:: What you will do ::
Rewrite the stretch from the line containing "Roster-mapping task: tag the white door" through the end of the entries, swapping "door frame" for "window frame" and leaving everything else the same.

'''

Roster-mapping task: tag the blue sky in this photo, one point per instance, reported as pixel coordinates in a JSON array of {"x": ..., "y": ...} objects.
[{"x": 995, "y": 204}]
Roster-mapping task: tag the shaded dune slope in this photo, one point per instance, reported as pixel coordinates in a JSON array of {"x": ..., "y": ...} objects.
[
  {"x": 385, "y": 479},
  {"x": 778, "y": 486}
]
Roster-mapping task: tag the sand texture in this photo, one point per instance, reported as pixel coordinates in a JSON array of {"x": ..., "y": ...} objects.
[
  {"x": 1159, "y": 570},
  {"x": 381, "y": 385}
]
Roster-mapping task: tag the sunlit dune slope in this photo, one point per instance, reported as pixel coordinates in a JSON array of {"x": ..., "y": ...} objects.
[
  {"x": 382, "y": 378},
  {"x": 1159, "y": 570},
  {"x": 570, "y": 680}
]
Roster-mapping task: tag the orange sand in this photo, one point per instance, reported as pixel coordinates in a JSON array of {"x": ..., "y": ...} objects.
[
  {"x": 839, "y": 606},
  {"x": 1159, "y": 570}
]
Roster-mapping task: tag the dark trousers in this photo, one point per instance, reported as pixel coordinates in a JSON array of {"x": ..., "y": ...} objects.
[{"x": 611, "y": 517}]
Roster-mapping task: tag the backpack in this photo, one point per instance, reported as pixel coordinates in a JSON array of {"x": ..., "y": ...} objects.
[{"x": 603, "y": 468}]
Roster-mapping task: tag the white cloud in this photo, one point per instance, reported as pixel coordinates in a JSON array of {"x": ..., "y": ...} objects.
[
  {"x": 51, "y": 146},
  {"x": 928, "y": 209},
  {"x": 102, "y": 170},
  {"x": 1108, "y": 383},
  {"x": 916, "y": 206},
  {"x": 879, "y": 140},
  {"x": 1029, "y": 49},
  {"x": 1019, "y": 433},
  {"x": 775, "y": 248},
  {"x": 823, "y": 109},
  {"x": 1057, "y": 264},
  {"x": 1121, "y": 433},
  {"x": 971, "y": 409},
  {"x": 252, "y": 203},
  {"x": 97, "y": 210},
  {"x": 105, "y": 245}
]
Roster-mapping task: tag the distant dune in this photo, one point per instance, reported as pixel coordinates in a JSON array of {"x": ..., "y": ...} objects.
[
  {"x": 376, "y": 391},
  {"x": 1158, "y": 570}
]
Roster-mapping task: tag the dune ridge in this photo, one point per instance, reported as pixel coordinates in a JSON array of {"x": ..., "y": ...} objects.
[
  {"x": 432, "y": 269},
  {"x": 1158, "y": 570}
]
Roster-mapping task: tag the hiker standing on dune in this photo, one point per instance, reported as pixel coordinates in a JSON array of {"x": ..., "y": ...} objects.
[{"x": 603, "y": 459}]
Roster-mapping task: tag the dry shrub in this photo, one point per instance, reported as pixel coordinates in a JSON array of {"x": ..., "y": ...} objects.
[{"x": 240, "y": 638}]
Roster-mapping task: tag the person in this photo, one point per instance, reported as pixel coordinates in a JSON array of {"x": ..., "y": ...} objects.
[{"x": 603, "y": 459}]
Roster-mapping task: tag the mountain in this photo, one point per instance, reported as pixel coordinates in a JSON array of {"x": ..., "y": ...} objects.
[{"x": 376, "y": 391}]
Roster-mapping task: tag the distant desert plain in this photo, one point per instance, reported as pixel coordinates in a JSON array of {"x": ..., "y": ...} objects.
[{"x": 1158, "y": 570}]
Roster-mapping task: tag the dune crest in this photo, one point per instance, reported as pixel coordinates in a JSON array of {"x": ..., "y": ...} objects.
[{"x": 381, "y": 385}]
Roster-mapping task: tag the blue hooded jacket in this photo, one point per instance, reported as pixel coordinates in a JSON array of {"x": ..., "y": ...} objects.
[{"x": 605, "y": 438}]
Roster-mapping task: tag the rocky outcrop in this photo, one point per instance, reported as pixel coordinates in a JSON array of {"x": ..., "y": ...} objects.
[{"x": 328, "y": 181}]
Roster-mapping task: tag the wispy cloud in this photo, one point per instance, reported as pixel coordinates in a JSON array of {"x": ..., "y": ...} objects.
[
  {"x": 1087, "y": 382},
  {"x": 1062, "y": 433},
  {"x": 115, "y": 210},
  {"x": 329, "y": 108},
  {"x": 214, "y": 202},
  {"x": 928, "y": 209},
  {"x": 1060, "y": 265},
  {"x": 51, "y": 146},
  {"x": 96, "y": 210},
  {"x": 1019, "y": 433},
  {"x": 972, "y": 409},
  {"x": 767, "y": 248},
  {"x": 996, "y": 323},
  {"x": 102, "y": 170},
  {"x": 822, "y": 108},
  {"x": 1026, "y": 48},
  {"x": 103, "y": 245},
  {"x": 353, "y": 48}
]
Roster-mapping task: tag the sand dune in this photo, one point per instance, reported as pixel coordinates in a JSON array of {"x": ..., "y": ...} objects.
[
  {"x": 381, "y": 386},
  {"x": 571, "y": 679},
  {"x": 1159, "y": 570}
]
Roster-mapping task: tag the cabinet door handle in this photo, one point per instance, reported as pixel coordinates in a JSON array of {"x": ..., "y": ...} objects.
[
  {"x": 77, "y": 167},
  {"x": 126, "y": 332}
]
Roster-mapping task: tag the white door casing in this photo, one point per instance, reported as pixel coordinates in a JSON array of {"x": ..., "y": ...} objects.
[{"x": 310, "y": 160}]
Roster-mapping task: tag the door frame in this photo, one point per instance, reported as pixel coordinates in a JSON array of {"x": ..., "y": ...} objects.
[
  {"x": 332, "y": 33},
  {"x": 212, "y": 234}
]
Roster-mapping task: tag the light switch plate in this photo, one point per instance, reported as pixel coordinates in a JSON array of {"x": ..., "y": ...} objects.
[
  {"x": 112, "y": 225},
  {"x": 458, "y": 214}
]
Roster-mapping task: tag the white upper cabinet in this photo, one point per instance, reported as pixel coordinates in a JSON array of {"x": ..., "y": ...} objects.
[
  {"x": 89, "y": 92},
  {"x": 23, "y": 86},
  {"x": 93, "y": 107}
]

'''

:: Solution to this task ::
Roster-mapping task: tag the white door casing in this photo, one point per instance, reported as pixel coordinates in a JSON array of {"x": ..., "y": ...} objects.
[{"x": 310, "y": 160}]
Roster-mapping task: tag the window frame in this photo, one point per instance, reported as pixel coordinates in a JSON array of {"x": ..., "y": ...} objects.
[
  {"x": 332, "y": 33},
  {"x": 212, "y": 234}
]
Roster-mapping task: tag the light switch plate in this photo, one point per instance, reported as pixel coordinates in a JSON array of {"x": ..., "y": ...} objects.
[
  {"x": 112, "y": 225},
  {"x": 458, "y": 214}
]
Roster-mapping task: tag the white upper cabinet in this photo, one point per instance, reported as pixel coordinates in a JSON array of {"x": ..., "y": ...} objects.
[
  {"x": 89, "y": 92},
  {"x": 23, "y": 86},
  {"x": 93, "y": 107}
]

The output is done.